┌──

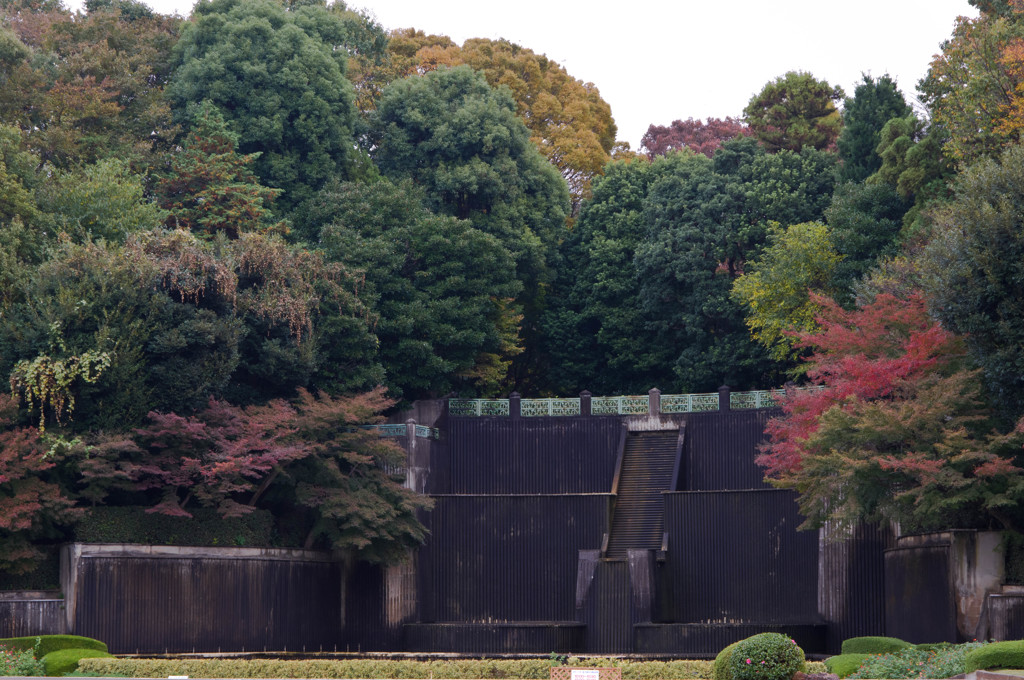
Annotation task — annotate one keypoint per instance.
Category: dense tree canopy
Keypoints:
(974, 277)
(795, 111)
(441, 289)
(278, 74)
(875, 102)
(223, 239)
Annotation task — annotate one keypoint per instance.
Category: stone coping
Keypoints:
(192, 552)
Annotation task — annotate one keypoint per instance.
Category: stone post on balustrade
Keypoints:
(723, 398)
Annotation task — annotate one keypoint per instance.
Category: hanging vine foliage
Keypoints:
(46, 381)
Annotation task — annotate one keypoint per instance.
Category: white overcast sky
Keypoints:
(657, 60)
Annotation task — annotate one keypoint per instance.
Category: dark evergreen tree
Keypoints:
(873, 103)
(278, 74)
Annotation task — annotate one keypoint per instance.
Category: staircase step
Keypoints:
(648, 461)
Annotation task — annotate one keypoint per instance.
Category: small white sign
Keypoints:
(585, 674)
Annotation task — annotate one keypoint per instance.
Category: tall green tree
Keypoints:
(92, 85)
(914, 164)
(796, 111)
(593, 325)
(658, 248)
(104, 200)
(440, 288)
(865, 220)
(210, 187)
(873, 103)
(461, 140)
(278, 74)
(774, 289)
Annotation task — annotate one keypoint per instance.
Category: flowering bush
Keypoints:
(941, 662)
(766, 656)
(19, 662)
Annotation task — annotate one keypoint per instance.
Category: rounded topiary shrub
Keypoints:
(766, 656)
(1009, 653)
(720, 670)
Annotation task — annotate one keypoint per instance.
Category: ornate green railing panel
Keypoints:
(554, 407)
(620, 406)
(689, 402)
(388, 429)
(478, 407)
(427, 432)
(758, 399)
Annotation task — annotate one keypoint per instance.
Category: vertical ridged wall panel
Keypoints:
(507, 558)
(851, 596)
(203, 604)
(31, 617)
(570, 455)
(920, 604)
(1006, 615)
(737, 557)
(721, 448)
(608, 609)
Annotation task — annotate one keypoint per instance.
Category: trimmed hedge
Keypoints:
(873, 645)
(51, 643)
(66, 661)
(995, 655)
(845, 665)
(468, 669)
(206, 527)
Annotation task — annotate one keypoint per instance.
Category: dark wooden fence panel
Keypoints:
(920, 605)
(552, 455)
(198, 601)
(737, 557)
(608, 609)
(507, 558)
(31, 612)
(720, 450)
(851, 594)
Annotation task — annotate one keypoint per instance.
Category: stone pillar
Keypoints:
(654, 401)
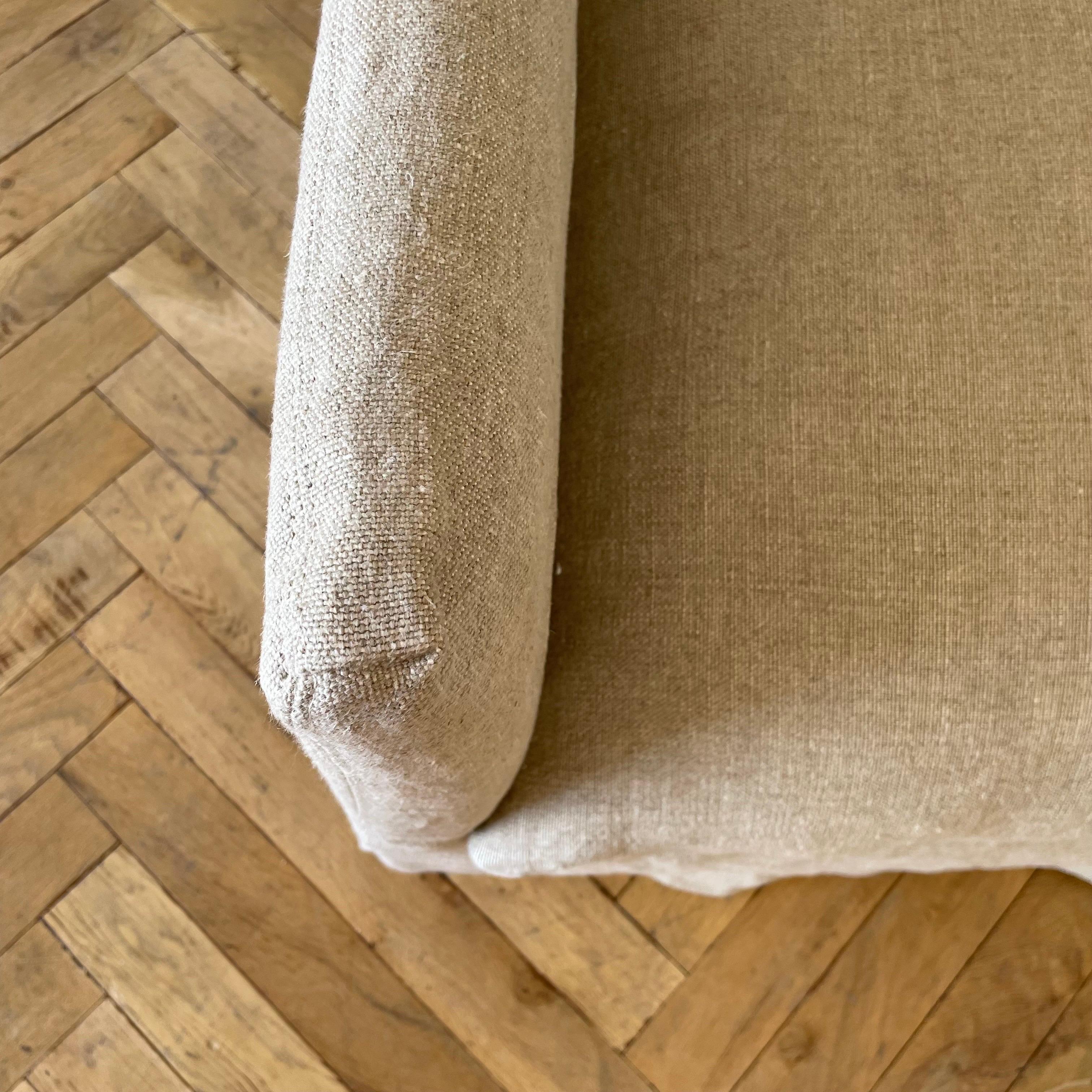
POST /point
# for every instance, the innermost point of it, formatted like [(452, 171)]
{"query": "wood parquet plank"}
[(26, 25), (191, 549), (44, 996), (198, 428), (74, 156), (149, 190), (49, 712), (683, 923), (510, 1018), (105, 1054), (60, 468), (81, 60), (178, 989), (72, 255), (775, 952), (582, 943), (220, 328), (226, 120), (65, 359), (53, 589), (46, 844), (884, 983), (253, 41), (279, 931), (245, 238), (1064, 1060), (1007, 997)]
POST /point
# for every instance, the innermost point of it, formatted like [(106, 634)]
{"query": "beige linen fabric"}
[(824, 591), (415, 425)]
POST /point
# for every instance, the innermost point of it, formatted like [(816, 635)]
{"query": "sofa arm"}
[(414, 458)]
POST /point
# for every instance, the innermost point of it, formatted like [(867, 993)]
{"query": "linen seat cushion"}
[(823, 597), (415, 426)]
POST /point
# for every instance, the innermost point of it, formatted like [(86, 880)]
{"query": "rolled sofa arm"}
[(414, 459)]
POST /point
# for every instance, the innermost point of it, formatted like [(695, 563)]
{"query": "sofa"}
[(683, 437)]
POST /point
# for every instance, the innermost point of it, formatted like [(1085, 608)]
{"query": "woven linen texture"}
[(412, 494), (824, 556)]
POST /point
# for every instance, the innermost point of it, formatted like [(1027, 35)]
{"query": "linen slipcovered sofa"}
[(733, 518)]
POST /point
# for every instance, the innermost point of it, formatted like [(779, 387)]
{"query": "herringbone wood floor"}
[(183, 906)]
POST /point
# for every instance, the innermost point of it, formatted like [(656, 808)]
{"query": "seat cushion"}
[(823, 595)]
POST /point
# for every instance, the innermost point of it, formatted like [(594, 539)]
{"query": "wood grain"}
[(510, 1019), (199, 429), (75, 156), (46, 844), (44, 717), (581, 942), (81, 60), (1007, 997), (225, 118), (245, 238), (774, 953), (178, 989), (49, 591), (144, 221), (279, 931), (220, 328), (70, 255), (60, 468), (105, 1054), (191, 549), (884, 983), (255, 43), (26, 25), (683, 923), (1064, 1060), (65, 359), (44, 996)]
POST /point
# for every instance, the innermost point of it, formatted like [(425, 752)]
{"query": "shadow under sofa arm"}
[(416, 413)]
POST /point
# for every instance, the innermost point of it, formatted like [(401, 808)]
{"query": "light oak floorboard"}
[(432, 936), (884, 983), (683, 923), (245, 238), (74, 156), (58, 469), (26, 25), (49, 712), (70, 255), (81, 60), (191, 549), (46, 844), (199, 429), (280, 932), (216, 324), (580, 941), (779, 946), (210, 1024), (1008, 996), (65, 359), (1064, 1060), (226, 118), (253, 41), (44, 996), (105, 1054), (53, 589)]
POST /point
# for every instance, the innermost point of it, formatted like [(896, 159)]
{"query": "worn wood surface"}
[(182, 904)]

└──
┌──

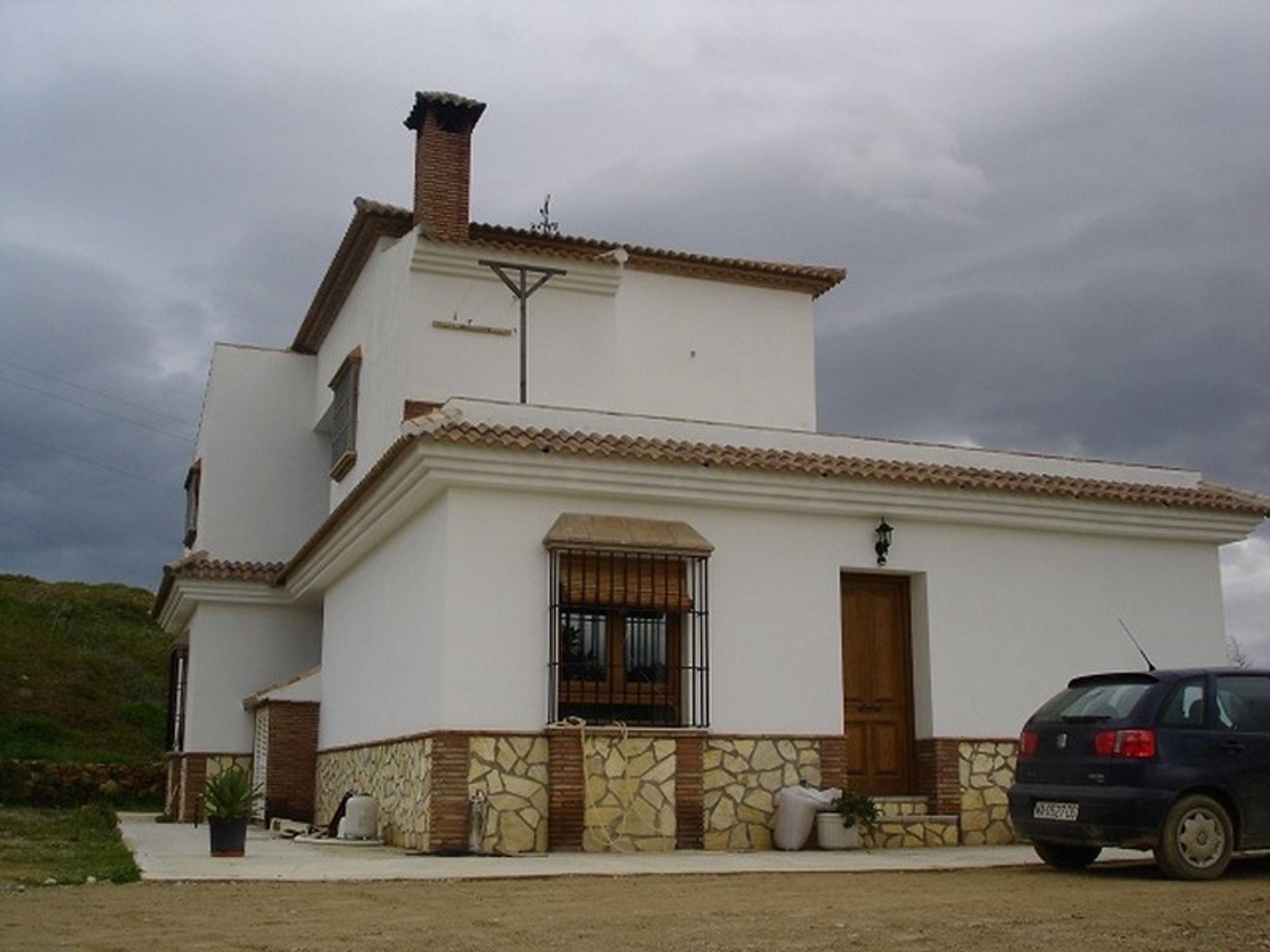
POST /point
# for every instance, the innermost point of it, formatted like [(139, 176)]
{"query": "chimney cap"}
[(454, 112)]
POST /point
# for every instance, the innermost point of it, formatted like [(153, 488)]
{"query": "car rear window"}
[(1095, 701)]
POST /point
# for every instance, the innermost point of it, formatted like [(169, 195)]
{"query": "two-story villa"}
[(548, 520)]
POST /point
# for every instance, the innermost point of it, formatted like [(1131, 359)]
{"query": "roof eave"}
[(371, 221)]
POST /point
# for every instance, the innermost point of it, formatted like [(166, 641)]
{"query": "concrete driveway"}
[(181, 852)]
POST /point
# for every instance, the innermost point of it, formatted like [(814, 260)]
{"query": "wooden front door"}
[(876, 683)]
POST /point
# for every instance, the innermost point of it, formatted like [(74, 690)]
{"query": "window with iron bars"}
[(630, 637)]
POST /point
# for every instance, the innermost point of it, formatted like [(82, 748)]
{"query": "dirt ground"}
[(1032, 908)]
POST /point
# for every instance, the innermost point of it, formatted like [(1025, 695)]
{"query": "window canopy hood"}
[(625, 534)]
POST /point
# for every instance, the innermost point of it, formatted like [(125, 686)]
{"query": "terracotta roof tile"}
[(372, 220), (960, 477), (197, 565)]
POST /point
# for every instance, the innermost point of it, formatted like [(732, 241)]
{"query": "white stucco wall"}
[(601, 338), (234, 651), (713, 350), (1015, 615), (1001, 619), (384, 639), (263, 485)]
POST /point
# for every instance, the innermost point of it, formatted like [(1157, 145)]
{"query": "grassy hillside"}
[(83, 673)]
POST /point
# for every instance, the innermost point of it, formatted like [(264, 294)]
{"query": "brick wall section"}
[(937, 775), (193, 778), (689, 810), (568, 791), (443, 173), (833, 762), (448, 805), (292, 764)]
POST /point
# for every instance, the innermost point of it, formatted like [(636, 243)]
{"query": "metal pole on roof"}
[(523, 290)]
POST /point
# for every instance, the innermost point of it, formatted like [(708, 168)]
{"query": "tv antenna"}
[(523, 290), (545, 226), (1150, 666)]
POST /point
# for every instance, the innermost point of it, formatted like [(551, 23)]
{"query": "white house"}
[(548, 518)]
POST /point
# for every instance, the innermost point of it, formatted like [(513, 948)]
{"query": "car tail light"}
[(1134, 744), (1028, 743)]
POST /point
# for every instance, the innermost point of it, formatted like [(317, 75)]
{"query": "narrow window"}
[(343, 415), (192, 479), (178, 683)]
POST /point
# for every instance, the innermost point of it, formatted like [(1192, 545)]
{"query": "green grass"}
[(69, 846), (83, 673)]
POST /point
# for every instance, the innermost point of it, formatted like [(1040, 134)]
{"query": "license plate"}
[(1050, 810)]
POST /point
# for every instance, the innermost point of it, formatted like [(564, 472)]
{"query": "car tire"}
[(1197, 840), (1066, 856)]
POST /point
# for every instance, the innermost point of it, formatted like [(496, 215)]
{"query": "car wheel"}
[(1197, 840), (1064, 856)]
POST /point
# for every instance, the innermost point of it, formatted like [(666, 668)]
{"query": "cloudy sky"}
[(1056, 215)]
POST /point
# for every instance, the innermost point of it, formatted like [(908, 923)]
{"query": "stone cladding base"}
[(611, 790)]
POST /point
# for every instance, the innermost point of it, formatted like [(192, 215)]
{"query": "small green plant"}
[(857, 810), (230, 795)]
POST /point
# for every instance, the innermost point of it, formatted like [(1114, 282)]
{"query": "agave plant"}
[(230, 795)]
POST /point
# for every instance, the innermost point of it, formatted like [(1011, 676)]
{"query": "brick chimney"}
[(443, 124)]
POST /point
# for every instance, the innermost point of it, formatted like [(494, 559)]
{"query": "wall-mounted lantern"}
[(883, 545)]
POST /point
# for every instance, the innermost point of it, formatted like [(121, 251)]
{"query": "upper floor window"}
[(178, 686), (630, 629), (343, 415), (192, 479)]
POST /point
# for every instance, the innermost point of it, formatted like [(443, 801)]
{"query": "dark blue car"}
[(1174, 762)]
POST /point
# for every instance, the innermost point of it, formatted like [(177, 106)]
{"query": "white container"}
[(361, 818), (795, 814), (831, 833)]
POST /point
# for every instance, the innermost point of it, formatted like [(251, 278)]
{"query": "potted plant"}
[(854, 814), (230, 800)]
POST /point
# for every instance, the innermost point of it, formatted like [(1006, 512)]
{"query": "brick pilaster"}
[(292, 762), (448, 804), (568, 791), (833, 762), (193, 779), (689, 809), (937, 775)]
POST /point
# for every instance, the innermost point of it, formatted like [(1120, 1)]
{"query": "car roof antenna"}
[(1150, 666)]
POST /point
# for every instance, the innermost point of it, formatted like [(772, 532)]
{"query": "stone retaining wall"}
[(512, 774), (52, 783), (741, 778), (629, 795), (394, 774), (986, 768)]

└──

#### Goal
Copy out every line of the data above that contains the string "panel", matching its case exactly.

#### Correct answer
Category: ornate green railing panel
Category: vertical ridged wall panel
Category: dark wooden fence panel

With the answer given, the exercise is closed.